# The request
Copy out the lines starting at the one that contains "Rules: pick out each instance of the mountain" and ending at the one that contains "[[130, 381]]", reproducing each unchanged and omitting the pictures.

___ Material for this task

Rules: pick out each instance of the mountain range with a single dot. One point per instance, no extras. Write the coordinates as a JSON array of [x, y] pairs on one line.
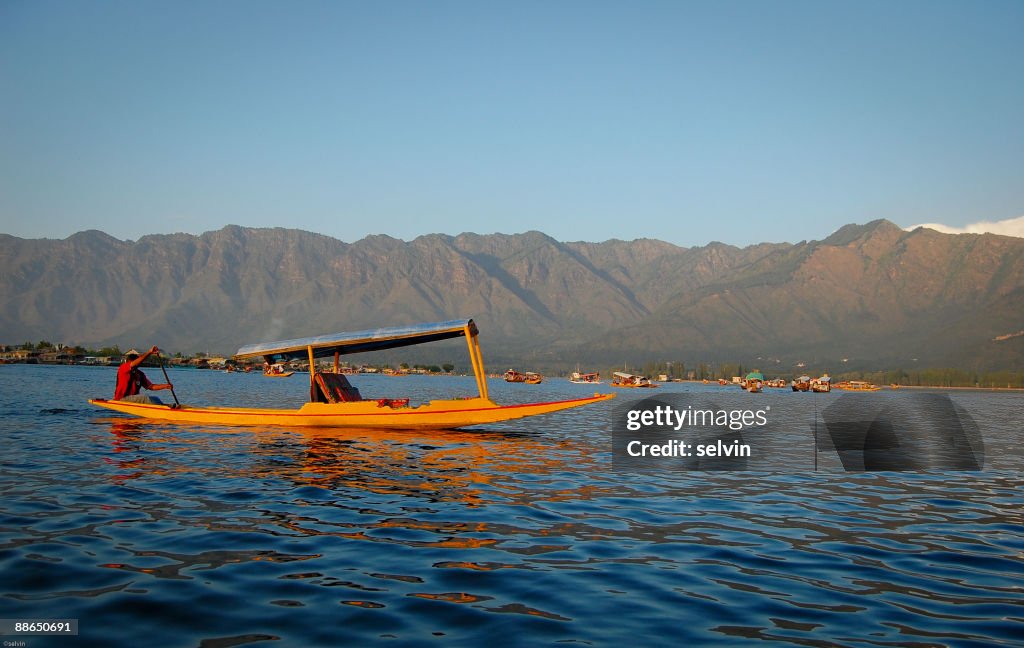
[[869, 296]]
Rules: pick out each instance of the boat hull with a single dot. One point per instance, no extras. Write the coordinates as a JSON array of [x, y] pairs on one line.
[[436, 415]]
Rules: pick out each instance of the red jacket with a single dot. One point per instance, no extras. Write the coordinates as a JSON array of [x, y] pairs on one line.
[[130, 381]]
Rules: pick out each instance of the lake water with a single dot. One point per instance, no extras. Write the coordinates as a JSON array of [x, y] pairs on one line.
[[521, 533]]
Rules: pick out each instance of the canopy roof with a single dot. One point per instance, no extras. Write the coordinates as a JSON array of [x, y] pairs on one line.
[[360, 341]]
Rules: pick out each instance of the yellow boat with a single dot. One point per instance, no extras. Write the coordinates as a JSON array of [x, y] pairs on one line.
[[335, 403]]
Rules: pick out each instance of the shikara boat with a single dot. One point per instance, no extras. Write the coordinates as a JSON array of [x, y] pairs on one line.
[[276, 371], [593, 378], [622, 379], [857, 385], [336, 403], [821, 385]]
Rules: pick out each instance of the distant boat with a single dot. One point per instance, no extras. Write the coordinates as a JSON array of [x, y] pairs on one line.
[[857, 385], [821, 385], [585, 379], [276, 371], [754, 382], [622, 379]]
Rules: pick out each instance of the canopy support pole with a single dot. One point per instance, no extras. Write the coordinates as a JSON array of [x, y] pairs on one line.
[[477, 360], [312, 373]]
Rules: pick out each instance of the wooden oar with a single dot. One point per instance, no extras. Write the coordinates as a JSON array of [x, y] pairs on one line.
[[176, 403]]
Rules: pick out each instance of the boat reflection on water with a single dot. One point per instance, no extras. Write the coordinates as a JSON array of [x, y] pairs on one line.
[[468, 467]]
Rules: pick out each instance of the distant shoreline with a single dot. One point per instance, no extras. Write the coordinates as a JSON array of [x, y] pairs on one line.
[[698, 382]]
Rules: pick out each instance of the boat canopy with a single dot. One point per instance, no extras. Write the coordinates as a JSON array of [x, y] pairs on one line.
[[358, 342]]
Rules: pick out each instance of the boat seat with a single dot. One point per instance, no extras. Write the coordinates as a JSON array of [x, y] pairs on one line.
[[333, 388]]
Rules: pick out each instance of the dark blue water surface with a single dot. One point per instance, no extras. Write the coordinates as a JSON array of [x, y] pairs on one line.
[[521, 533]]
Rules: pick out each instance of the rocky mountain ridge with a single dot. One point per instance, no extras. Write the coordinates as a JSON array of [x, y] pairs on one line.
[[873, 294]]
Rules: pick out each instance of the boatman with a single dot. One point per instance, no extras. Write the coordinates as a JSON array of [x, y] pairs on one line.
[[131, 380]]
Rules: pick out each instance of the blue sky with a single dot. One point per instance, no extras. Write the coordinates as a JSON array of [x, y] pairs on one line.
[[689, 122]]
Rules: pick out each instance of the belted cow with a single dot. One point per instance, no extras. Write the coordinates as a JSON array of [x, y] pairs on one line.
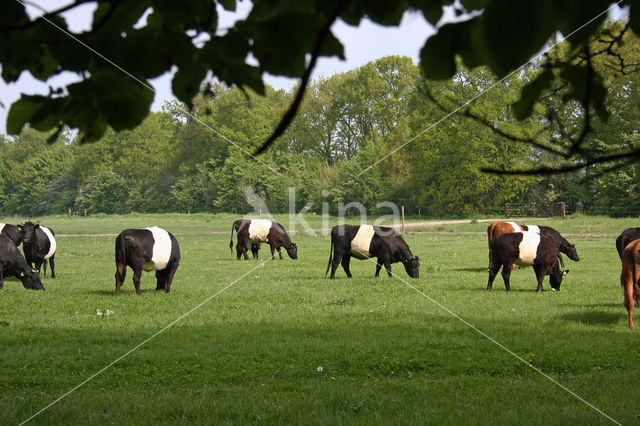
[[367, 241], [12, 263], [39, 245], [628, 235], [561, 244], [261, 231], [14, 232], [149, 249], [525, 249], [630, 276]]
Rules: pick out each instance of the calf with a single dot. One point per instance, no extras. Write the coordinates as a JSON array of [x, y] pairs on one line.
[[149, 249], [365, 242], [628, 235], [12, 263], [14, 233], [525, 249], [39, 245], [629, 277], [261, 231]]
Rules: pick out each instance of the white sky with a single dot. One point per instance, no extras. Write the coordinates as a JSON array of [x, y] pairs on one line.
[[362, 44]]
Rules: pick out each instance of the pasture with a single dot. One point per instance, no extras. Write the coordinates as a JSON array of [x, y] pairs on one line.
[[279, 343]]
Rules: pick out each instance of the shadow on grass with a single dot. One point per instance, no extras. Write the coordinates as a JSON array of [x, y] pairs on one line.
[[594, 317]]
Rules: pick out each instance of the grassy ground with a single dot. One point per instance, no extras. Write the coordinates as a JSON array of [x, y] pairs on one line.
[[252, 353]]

______
___ Material for this task

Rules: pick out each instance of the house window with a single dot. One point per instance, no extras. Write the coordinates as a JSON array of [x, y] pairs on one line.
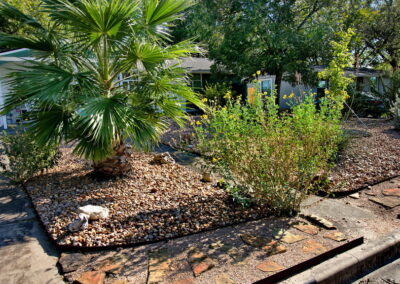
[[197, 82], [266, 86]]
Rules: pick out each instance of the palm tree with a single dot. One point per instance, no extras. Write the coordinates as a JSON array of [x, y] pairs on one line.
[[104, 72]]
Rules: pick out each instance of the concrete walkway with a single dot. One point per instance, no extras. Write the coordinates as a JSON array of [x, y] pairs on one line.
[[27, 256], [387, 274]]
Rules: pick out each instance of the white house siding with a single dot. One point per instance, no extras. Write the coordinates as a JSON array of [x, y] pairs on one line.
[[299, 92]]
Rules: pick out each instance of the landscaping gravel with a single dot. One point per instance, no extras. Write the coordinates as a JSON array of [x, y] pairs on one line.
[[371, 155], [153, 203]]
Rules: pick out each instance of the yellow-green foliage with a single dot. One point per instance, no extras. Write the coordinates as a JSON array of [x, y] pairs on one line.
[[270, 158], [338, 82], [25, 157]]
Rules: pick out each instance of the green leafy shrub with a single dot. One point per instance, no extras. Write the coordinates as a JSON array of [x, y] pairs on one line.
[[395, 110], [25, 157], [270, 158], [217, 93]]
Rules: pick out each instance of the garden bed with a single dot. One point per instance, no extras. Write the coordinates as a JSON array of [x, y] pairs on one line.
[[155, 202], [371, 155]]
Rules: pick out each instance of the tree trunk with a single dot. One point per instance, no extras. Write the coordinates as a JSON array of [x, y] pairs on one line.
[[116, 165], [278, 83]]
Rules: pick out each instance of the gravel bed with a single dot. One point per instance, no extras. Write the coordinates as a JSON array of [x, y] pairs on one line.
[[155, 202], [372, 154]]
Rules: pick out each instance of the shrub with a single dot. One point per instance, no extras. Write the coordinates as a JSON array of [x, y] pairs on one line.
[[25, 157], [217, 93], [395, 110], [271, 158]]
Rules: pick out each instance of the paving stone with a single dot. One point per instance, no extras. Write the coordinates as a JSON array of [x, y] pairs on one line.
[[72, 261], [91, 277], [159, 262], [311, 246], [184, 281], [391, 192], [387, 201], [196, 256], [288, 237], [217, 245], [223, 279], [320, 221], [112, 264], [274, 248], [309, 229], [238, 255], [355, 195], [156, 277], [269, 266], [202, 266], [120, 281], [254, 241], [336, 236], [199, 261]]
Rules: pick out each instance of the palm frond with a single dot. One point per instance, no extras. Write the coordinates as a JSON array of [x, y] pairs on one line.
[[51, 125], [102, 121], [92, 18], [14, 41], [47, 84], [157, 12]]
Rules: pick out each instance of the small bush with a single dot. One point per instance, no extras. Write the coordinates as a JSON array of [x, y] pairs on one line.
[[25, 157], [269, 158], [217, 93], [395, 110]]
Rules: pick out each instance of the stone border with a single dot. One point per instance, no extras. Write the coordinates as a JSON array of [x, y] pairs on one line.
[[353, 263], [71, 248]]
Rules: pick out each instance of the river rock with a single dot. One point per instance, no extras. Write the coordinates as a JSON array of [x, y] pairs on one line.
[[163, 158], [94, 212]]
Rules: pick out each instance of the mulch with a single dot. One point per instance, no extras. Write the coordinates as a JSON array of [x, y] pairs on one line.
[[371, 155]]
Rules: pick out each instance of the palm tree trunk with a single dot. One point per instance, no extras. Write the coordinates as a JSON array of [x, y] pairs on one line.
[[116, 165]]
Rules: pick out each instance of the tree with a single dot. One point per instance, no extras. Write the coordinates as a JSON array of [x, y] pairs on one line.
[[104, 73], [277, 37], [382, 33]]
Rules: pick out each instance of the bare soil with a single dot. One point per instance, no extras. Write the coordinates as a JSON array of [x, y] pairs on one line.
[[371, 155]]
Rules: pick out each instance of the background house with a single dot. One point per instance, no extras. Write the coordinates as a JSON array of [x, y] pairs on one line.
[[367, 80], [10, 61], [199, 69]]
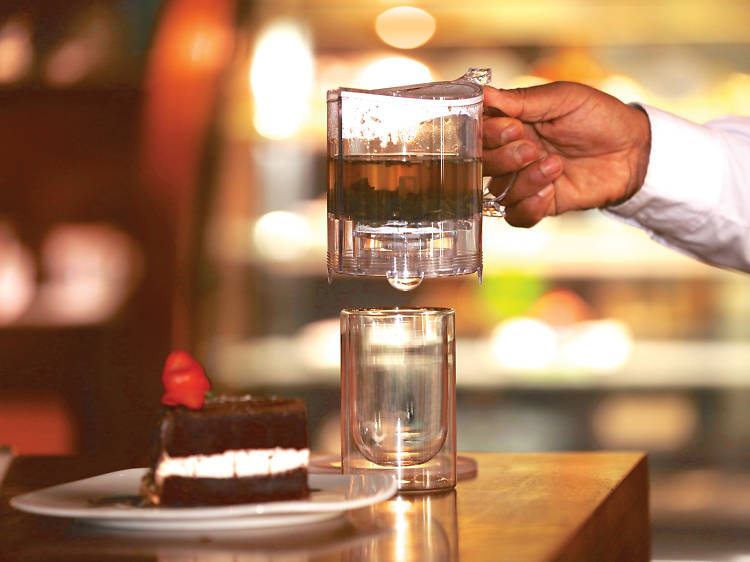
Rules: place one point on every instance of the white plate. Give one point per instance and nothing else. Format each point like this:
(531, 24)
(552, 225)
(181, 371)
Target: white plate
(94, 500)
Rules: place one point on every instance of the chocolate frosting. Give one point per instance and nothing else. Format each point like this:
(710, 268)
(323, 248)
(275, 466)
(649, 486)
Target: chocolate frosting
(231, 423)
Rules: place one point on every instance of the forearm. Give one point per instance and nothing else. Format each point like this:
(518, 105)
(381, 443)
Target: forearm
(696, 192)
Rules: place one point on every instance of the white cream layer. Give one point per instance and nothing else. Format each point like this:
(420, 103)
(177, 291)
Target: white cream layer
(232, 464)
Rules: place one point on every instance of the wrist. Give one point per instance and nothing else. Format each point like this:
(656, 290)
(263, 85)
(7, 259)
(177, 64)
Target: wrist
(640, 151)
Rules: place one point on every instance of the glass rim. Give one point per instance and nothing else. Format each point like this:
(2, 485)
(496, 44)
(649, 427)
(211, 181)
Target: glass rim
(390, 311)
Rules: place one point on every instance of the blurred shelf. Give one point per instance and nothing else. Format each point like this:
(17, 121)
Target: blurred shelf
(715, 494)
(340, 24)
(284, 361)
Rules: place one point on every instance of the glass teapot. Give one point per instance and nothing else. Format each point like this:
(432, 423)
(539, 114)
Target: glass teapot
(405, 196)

______

# Output
Rules: pick out each instance of the mountain range with a single dot. One point per instance, no extras. Write the coordinates as a JSON array of [x, y] pairs on one line.
[[869, 296]]
Rules: pick out each instance of the boat hull with a single dot. One point per instance, no extras. Write the coordinates as a JSON array of [x, y] pairs on one line.
[[436, 415]]
Rules: pick out each instance of the red jacket with a single dot. One point per instance, no extras. Write the coordinates as a JSON array of [x, y] pairs on one line.
[[130, 381]]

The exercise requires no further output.